* TASK GOAL:
What is needed is every line of the data that includes the word "utility". Please copy each one.

* TASK MATERIAL:

┌────────

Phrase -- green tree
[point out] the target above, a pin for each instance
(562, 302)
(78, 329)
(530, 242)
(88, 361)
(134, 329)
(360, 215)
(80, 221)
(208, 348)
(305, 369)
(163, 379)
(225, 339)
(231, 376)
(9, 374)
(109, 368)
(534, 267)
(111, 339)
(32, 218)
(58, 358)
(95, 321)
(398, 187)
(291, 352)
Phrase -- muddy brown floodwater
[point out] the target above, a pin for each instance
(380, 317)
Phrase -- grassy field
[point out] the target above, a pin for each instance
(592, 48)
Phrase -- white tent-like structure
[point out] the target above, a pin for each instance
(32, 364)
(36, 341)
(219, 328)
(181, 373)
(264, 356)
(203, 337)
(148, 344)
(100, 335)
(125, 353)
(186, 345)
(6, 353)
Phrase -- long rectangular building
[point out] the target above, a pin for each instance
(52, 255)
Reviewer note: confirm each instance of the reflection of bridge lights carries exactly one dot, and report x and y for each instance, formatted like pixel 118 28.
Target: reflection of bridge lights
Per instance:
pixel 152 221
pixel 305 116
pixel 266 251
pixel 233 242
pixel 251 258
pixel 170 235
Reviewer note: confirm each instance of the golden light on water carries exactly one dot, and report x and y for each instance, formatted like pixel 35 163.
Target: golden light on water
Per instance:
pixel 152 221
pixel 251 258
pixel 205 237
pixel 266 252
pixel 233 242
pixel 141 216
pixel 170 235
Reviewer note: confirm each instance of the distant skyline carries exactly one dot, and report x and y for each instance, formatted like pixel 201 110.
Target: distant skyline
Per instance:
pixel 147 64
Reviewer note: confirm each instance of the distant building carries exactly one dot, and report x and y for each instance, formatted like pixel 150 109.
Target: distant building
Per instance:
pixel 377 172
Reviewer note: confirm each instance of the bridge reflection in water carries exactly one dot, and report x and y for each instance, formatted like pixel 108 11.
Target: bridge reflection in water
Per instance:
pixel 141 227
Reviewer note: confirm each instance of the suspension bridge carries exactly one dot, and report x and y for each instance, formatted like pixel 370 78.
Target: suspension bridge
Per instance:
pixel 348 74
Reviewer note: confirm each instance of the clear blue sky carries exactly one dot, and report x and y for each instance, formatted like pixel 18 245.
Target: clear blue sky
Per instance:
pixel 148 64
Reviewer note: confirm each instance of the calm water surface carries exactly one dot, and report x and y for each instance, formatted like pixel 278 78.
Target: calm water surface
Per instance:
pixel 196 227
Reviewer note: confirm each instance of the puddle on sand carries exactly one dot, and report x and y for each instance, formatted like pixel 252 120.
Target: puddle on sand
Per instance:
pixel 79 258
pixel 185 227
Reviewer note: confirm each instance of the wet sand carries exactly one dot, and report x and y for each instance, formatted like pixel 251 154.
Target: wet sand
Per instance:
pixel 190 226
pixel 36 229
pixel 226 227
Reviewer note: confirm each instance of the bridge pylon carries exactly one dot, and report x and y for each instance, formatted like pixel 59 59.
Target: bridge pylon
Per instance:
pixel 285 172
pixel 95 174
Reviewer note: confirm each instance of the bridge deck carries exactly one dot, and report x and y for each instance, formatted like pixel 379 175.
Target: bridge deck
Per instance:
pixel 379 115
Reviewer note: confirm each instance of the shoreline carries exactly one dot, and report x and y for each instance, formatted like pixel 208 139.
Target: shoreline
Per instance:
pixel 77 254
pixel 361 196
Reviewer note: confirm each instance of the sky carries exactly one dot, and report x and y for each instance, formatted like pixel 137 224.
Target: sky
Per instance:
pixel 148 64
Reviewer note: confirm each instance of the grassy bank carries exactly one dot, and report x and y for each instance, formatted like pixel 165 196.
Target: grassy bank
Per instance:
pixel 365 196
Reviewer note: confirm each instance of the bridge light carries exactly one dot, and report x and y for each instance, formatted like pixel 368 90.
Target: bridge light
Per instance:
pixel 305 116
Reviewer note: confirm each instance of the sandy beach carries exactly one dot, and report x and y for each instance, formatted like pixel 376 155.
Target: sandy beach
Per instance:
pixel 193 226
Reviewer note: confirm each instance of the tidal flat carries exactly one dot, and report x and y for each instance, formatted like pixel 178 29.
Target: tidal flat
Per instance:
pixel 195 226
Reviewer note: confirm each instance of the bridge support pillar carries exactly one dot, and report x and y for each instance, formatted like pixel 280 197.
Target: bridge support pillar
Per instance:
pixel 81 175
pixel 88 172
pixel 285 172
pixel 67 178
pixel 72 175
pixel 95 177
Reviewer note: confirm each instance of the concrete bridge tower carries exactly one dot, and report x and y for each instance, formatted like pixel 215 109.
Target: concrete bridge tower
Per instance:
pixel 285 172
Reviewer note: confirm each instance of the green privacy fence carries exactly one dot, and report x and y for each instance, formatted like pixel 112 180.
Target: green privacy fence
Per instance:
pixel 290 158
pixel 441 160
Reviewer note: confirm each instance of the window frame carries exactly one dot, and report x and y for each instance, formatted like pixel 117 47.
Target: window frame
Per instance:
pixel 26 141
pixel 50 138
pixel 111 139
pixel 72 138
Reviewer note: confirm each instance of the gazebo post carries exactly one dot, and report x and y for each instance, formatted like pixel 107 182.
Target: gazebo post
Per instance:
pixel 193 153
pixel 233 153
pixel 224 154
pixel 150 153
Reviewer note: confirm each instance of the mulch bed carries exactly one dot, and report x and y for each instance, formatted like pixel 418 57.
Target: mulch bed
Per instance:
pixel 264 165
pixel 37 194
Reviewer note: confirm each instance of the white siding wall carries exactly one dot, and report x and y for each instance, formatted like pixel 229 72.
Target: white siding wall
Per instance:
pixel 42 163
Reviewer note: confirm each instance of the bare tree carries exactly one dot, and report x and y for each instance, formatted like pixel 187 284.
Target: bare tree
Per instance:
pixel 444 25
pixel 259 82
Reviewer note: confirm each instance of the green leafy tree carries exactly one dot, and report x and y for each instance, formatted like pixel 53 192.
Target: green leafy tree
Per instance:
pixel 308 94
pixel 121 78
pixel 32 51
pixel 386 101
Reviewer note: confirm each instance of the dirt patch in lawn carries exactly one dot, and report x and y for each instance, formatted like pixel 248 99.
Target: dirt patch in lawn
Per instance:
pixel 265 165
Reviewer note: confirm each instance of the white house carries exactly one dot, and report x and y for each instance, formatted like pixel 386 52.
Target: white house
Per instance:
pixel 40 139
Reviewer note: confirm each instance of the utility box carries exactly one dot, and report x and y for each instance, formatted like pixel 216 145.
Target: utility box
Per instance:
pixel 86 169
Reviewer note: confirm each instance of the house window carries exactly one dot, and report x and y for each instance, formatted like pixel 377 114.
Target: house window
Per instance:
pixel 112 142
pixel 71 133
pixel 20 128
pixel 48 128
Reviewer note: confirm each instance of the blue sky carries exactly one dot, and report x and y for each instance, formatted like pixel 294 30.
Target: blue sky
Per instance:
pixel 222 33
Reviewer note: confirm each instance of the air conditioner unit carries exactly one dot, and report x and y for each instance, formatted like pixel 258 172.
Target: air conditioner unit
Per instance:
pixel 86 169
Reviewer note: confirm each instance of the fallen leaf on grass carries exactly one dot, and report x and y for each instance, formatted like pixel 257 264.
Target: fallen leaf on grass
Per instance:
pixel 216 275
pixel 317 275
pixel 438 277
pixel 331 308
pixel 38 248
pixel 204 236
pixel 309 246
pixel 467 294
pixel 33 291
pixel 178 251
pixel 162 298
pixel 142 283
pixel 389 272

└────────

* EXPECTED OUTPUT:
Reviewer note: confirm each instance of the utility box carries exactly one dot, and report x and y for each instance, formatted like pixel 216 145.
Target: utility box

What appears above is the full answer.